** Opening RECORDS TO PROCESS block **

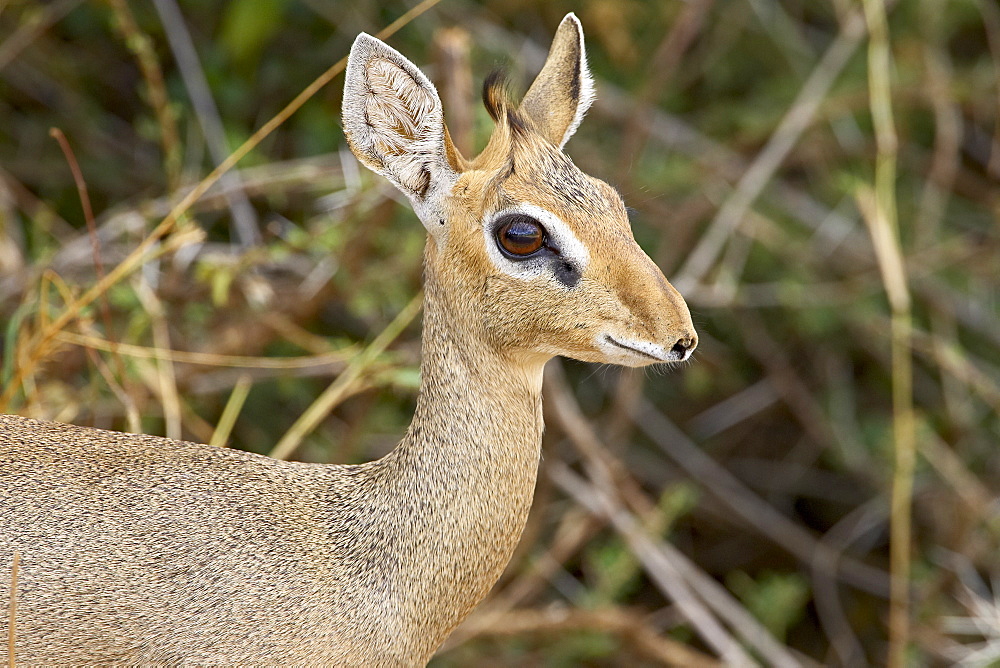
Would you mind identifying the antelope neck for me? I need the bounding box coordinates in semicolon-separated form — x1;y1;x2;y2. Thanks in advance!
391;267;545;506
360;262;546;642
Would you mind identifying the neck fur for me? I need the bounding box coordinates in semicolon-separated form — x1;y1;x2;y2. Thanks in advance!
361;255;546;654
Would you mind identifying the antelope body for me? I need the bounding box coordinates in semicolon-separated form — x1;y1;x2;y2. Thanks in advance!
0;15;695;665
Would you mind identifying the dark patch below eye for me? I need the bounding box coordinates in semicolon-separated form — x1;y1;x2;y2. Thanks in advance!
491;212;581;288
551;257;580;288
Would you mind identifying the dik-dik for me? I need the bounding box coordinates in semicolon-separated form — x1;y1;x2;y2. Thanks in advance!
1;14;696;665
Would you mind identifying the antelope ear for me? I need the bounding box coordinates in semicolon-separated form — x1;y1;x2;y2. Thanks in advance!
342;34;459;232
518;13;596;148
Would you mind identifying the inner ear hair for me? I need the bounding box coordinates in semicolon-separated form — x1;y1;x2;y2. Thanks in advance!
342;33;460;226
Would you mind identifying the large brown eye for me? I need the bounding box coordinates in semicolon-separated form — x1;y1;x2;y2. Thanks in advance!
496;215;544;256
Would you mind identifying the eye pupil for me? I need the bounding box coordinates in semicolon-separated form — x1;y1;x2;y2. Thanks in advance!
496;216;544;256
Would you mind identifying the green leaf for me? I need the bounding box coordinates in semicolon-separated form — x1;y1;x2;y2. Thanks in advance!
727;570;810;642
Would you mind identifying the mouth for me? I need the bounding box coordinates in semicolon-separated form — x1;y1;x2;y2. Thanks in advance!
602;334;692;364
603;335;663;361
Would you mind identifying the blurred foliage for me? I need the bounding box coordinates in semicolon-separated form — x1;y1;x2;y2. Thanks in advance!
727;570;810;642
2;0;1000;665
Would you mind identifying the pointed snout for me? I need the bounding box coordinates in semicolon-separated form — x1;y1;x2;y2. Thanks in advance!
657;286;698;362
603;251;697;365
659;279;698;360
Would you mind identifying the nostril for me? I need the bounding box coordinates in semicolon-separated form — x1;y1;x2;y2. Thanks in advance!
671;335;697;357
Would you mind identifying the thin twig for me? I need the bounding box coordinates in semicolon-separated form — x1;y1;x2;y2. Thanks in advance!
672;5;869;292
812;501;886;666
53;330;355;369
134;280;182;440
0;0;83;71
617;0;714;173
49;129;111;346
78;329;141;432
432;27;474;157
545;364;802;667
631;398;890;597
549;462;758;666
269;293;422;460
859;0;912;664
210;374;253;448
918;431;998;533
450;606;723;667
914;0;960;247
0;0;442;412
735;311;841;452
976;0;1000;179
105;0;182;188
50;127;138;428
151;0;260;247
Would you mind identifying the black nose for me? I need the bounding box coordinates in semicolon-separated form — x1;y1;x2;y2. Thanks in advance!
670;334;697;358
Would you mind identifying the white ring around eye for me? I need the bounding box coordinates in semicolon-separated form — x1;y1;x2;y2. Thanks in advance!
482;203;590;281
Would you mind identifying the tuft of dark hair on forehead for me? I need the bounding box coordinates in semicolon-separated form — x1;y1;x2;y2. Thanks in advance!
482;70;532;137
506;107;530;138
482;70;508;123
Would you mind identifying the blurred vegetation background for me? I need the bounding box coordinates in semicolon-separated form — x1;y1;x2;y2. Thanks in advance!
1;0;999;665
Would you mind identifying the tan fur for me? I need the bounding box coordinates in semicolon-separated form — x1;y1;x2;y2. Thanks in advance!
0;13;695;665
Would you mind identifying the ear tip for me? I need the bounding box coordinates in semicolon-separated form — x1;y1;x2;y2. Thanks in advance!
560;12;583;30
556;13;586;47
350;32;381;54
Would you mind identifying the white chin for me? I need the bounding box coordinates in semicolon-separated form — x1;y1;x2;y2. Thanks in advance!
597;334;689;366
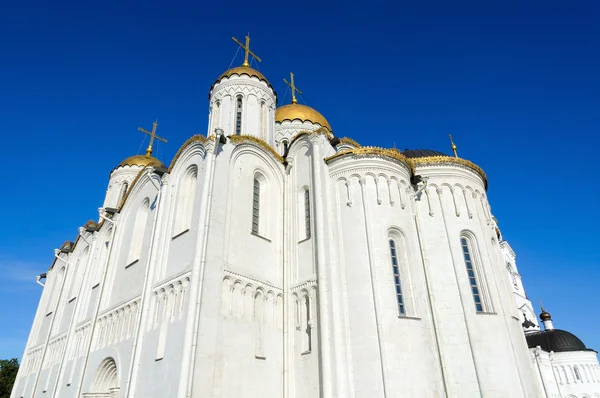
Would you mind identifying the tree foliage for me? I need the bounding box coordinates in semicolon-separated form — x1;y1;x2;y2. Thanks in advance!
0;358;19;398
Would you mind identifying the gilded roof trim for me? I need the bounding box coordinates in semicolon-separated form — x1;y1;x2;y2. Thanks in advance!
325;147;411;169
228;135;285;163
110;155;165;175
168;134;210;172
409;156;488;189
289;127;332;146
60;241;75;253
339;137;361;147
83;219;99;232
290;131;310;145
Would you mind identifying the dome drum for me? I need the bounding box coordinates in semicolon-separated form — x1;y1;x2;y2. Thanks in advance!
209;66;276;98
405;149;488;190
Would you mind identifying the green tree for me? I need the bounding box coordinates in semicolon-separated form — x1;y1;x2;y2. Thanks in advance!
0;358;19;398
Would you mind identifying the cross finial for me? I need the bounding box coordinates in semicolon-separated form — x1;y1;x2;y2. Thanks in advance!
232;35;261;68
284;72;303;104
138;120;168;157
449;134;458;158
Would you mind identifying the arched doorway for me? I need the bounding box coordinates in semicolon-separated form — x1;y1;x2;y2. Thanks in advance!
84;357;119;397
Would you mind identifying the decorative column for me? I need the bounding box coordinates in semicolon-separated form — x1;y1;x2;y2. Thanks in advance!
358;176;389;397
125;171;170;397
178;130;223;398
309;134;334;396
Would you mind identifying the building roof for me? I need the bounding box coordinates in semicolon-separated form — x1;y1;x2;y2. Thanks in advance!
210;66;275;95
275;103;332;132
117;154;165;169
402;149;449;158
526;329;591;353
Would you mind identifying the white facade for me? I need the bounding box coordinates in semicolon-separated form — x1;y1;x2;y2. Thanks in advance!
500;229;600;398
531;348;600;398
12;60;598;398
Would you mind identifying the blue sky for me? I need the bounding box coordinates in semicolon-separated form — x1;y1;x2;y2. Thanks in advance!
1;1;598;360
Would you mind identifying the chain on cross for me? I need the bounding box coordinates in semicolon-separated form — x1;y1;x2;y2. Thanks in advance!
232;35;262;68
284;72;303;104
138;120;168;157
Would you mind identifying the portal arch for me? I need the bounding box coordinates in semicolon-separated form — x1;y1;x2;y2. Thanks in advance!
85;357;119;397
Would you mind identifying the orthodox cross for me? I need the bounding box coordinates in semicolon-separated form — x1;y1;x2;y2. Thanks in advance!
138;120;167;157
449;134;458;158
232;35;262;67
284;72;303;104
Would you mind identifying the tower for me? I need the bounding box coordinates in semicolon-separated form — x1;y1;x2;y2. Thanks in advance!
207;36;277;144
102;121;166;211
275;72;332;155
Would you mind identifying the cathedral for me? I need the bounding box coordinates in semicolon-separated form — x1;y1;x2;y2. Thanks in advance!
11;37;600;398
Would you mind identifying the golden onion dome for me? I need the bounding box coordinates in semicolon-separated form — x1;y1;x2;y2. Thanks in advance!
118;154;165;169
275;103;332;132
210;66;274;94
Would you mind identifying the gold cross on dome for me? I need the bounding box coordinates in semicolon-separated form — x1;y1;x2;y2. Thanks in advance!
284;72;303;104
232;35;262;67
449;134;458;158
138;120;168;157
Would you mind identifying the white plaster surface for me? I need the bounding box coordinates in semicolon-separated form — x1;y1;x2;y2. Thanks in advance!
11;70;598;398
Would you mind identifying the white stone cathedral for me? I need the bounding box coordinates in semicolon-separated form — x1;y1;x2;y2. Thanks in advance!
12;37;600;398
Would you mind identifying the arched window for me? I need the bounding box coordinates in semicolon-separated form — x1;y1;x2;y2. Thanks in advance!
460;236;485;312
212;100;221;133
128;198;150;265
173;165;198;236
47;266;66;315
252;178;260;234
304;188;311;239
117;182;128;206
235;96;243;135
260;101;266;140
254;290;265;358
299;293;311;353
281;139;289;155
69;247;90;301
574;366;581;381
389;239;406;315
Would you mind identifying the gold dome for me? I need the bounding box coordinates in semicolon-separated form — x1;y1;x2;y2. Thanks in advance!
218;66;267;82
118;154;165;169
210;66;274;93
275;103;331;132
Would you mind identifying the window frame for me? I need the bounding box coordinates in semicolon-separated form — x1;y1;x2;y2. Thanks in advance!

** Closing RECORDS TO PROCESS block **

## WHAT IS EXPECTED
Write out, word for word, the line containing "Would you mind identifying the cathedral" and all the lines after it in the entries above, and nothing more.

## EXPECTED OUTPUT
Would you mind identifying the cathedral for me? I need the bounding box coordinates in semicolon-separated form — x1;y1;x2;y2. Thanks in advance!
11;37;600;398
Would you mind identifying the golden onion dome for me? I need the bounding box coordinates in semicolon-separated form — x1;y1;x2;y2. Thanks in advance!
118;154;165;169
275;103;332;132
210;66;274;94
Would you mind identifying the gold cross on dome for me? I need the bounding box coordinates in semicolon-separated form — x1;y1;x2;y2. Thanks in advance!
284;72;303;104
232;35;262;67
449;134;458;158
138;120;168;157
Would you mind identifying the white plaster surface for me? I need the bounding box coordinates in semicolon-separated form — x1;y1;x2;y2. Thanks in advance!
11;70;598;398
Would you mind identifying the white stone cathedral for me? I need the bounding box coordinates in semicolon-separated form — x1;y1;x2;y2. Thanks in advance!
12;37;600;398
Would you mind identifying the arched window for me? I need the bounding box coordinates in semicolon-separated form — x1;y1;x2;y2. Thanks in advance!
460;236;485;312
212;100;221;133
128;198;150;265
173;165;198;236
47;266;66;315
252;178;260;234
304;188;311;239
117;182;128;206
235;96;243;135
260;101;266;140
254;290;265;358
299;293;311;353
281;139;289;155
69;247;90;301
574;366;581;381
389;239;406;315
Would you mind identifying the gold dome for me? I need the bounding box coordinates in semicolon-separated form — x1;y1;x2;y2. Thanks in advance!
218;66;267;82
118;154;165;169
210;66;274;93
275;103;331;132
Would you mind identifying the window frame for me? I need the bounding box coordinates in semicolon-separated form — x1;y1;x2;y2. Thanks in advance!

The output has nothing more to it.